**Materials provided**
════

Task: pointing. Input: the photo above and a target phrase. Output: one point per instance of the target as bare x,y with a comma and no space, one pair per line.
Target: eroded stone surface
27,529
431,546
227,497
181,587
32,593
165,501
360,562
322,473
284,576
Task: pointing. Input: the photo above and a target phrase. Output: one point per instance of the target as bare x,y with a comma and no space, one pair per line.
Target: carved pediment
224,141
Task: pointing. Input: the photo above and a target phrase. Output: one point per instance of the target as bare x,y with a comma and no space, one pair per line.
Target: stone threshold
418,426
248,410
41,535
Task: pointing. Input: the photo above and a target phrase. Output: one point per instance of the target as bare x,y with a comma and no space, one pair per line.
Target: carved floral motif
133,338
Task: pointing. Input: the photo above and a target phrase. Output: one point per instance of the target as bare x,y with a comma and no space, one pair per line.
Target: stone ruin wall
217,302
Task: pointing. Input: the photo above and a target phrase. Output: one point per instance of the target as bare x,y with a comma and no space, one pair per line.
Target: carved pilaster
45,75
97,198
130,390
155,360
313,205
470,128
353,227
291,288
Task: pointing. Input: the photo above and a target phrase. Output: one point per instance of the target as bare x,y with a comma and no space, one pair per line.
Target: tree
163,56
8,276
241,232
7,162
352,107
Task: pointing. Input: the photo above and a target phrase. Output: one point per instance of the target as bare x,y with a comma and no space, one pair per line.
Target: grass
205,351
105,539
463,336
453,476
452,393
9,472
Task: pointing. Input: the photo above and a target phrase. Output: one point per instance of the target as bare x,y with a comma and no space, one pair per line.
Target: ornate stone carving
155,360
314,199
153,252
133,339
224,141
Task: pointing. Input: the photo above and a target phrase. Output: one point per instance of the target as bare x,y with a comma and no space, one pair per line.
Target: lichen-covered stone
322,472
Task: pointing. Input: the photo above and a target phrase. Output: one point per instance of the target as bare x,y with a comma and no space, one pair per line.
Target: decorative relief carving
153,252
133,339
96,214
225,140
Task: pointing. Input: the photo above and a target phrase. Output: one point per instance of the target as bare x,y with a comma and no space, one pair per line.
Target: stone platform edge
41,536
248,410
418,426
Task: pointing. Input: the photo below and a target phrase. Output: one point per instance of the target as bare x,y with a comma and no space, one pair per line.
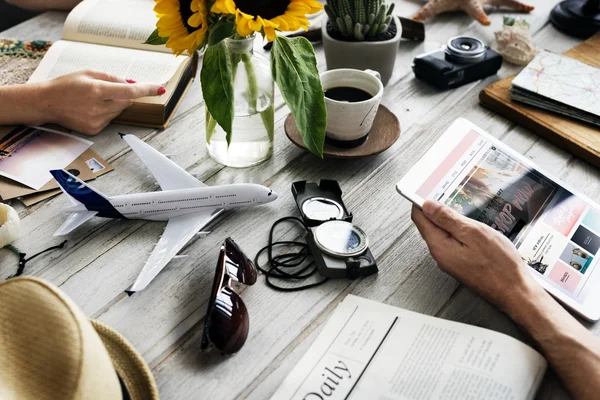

════

**Exercise brief**
Pick out every line of the records above that contains the string "stone", and copy each one out. Case counts.

**Response**
Target: eroded stone surface
Target: stone threshold
Target: stone ruin wall
Target: ornate stone carving
Target: lichen-covered stone
Target: stone platform edge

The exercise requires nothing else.